> [EXTRACTED RECORDS]
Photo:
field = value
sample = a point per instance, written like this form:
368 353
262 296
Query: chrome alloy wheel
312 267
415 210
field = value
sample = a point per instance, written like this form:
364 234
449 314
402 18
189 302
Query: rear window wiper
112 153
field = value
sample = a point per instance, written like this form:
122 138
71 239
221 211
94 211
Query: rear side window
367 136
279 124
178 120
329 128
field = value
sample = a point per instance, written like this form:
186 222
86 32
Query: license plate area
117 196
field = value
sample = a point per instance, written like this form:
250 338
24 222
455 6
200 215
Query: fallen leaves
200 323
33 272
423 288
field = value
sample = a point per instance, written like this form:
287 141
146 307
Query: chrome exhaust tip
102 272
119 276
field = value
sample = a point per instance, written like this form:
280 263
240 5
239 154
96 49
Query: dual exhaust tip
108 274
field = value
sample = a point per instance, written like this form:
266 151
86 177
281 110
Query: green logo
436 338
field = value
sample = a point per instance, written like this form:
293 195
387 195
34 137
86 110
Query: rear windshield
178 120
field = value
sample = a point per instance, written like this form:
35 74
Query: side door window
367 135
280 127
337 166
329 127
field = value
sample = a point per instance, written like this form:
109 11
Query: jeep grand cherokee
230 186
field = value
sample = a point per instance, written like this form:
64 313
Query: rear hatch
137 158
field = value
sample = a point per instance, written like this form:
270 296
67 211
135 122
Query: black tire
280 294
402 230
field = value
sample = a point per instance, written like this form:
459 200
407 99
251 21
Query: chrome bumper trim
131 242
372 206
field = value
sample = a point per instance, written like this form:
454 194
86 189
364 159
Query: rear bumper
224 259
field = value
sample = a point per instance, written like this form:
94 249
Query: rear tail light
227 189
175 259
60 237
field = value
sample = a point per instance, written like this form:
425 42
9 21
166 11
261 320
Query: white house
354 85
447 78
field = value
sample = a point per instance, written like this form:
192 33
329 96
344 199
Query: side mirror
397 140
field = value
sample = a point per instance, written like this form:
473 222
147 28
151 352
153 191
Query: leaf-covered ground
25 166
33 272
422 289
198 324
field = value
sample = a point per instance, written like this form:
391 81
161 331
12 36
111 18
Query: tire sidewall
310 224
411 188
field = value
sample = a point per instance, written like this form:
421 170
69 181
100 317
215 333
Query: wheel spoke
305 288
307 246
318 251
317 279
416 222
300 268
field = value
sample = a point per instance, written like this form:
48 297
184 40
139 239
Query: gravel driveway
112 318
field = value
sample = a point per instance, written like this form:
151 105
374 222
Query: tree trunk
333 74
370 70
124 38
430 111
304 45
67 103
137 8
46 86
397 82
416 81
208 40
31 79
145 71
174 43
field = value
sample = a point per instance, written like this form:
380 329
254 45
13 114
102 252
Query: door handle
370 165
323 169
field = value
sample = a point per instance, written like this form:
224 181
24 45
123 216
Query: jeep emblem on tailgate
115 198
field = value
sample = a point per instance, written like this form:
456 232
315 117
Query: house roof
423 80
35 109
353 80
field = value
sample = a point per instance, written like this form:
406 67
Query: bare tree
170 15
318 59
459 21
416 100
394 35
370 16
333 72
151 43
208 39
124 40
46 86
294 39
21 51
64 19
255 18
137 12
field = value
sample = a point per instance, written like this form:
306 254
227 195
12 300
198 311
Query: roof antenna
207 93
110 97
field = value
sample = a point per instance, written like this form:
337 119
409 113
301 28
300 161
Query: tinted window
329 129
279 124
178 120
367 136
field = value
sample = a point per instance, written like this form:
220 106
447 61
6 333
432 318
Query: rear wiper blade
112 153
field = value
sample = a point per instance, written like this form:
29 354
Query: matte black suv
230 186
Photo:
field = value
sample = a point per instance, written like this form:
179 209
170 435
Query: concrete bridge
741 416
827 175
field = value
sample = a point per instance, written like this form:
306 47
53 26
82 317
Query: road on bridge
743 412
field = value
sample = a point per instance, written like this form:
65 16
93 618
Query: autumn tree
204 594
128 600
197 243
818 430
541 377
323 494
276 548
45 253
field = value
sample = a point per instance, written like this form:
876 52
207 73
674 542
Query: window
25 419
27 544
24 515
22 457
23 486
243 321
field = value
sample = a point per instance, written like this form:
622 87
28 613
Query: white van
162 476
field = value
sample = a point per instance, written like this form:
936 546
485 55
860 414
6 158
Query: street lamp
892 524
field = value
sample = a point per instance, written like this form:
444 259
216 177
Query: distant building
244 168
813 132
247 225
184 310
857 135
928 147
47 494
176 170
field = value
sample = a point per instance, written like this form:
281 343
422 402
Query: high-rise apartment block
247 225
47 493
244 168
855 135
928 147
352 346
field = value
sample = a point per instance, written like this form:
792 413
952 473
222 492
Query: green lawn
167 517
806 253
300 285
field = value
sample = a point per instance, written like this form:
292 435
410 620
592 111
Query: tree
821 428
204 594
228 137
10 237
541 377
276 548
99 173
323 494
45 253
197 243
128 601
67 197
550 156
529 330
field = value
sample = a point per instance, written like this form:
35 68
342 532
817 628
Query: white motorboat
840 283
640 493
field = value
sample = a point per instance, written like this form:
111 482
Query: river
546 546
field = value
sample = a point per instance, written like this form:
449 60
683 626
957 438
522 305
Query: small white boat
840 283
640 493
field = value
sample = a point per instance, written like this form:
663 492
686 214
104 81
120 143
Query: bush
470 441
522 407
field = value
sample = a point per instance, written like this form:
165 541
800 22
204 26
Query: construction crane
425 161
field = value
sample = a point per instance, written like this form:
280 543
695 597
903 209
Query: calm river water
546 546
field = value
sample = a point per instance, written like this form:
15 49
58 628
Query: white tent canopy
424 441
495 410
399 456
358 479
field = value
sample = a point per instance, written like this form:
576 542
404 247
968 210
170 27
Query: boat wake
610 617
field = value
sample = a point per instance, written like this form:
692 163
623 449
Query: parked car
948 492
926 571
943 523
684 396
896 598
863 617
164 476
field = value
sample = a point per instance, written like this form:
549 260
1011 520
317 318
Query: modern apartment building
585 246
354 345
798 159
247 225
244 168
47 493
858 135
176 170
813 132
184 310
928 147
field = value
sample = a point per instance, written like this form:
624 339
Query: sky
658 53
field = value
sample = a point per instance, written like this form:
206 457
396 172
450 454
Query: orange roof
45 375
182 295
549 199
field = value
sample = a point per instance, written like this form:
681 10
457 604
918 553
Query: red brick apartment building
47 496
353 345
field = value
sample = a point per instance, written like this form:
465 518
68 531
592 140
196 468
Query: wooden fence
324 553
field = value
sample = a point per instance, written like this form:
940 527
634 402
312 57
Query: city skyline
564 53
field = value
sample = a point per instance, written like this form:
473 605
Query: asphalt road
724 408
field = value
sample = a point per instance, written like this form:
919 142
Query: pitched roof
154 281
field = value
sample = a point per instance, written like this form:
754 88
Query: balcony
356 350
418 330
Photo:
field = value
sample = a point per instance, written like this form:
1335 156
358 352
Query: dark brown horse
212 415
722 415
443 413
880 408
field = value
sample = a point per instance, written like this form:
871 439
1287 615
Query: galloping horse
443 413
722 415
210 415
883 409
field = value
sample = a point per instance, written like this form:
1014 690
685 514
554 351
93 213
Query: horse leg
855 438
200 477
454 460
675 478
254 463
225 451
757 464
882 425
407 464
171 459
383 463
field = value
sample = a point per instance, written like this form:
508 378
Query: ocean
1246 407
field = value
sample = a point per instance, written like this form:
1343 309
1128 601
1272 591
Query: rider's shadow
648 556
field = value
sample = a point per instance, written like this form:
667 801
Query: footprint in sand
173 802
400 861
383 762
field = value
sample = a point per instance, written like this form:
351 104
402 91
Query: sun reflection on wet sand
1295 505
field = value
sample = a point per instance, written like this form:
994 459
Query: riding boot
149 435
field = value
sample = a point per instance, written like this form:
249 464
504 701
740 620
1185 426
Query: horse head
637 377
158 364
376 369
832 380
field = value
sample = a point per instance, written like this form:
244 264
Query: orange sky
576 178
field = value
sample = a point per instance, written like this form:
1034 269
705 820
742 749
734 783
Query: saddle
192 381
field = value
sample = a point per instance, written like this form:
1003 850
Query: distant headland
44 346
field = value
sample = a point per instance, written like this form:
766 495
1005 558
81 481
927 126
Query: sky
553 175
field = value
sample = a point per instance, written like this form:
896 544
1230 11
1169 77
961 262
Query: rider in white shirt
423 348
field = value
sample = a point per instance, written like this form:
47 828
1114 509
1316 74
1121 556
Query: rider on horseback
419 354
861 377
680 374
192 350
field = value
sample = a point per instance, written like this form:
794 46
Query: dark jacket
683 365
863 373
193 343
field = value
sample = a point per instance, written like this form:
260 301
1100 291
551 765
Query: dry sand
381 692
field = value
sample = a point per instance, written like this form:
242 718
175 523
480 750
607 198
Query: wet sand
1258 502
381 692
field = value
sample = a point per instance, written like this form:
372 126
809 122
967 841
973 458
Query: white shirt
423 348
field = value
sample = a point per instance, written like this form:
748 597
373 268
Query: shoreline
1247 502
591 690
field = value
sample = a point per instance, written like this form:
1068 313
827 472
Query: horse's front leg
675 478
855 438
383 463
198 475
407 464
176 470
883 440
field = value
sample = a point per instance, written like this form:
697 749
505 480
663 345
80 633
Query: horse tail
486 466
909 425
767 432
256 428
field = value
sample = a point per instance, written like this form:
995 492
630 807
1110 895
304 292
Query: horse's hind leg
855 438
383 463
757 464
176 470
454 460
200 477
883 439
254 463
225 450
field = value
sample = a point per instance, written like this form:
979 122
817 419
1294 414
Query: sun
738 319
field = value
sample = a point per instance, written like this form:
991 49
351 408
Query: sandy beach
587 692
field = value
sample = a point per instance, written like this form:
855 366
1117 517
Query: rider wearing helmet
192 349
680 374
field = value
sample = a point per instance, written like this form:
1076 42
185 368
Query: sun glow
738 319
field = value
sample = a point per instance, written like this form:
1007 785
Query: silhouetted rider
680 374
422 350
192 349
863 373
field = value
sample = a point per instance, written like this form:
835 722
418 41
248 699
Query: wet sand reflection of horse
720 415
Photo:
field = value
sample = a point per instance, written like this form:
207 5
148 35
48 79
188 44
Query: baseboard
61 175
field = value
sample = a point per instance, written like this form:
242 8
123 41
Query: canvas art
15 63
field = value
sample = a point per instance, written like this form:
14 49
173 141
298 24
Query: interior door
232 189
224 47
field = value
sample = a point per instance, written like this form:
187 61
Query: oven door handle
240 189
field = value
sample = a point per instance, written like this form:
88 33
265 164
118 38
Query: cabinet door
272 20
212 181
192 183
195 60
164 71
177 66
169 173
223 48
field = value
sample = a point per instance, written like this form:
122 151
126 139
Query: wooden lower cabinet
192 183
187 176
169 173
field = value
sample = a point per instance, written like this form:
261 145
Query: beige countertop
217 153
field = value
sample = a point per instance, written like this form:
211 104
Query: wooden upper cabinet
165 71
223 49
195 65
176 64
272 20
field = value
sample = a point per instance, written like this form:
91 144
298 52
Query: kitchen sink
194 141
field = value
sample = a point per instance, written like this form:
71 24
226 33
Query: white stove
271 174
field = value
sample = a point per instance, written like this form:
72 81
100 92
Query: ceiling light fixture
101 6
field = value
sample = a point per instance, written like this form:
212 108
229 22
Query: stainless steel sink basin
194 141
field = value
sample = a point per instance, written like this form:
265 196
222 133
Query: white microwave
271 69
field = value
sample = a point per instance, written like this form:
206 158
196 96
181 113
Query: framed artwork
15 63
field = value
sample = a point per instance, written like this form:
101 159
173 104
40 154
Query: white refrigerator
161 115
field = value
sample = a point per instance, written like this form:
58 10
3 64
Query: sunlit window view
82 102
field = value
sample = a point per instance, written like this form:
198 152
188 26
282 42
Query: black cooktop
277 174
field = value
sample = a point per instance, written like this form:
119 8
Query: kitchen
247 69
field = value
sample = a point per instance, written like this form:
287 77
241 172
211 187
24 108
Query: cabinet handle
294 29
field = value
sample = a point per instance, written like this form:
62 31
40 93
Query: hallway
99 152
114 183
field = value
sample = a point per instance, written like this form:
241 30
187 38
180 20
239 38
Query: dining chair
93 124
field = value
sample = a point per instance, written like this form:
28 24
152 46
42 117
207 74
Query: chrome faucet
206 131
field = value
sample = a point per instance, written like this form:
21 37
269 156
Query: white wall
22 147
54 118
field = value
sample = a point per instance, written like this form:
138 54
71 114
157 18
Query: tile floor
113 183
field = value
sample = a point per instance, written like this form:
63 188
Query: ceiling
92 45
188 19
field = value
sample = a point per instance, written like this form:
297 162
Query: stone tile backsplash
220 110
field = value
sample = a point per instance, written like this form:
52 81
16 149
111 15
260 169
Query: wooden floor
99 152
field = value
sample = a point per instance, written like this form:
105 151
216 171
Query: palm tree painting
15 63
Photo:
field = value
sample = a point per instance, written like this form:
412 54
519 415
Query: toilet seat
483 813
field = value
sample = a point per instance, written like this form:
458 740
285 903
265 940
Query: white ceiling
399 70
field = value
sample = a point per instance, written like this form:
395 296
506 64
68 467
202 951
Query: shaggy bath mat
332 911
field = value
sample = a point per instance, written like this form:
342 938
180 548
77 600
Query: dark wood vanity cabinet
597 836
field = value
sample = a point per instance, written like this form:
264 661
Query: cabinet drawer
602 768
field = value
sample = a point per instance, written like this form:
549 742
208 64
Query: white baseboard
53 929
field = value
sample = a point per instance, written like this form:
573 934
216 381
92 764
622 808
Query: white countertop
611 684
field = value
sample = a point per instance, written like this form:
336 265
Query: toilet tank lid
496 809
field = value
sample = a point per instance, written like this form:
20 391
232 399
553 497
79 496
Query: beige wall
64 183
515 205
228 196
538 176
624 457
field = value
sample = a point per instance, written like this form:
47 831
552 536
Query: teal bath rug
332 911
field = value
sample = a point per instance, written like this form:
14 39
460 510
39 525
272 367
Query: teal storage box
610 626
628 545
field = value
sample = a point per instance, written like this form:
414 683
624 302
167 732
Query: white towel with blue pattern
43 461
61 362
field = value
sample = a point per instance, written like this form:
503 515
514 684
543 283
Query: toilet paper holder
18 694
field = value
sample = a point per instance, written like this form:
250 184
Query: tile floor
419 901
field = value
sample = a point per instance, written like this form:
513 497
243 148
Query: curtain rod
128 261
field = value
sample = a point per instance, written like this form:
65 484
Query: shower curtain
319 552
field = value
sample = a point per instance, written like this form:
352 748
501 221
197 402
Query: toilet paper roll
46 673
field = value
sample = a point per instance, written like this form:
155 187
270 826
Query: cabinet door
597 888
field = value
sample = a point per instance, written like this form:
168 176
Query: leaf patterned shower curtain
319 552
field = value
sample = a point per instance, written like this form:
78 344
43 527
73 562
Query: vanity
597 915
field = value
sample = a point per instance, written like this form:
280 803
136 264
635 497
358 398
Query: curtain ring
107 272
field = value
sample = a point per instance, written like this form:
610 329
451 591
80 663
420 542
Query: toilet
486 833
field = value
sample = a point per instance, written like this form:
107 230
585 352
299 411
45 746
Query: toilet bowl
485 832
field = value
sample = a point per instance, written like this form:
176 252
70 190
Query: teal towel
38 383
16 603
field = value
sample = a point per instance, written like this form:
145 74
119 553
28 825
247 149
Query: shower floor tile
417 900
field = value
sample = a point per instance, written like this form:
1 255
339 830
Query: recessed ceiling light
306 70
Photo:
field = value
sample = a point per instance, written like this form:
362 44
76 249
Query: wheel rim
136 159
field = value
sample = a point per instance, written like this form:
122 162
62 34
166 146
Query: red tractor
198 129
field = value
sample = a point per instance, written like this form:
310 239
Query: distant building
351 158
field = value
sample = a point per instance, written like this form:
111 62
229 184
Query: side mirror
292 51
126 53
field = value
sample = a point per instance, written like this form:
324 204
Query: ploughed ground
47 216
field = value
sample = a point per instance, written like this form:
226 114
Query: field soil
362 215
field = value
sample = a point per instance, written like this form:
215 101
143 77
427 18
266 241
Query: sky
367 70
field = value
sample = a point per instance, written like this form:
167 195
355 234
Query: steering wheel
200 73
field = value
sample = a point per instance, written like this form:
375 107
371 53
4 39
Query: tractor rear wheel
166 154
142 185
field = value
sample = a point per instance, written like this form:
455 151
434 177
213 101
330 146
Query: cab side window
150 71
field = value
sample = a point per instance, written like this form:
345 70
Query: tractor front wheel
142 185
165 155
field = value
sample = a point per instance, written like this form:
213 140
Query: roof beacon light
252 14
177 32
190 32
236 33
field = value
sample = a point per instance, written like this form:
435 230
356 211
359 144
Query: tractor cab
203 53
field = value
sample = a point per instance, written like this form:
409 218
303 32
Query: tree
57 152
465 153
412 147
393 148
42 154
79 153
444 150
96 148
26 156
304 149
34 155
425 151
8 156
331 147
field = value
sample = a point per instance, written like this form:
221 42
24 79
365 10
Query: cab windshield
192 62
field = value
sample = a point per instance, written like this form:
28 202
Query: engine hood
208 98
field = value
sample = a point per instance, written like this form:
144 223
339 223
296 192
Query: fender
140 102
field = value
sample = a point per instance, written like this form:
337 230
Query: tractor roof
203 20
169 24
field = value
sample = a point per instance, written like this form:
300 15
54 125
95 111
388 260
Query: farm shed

> [PROBLEM STATEMENT] Reproduce, exactly and in full, the lines from the one that contains "Query: tractor roof" to the end of the material.

> [RESPONSE TO THE TASK]
Query: tractor roof
203 20
169 24
field = value
sample = a point per instance, written like this form:
300 15
54 125
95 111
388 260
Query: farm shed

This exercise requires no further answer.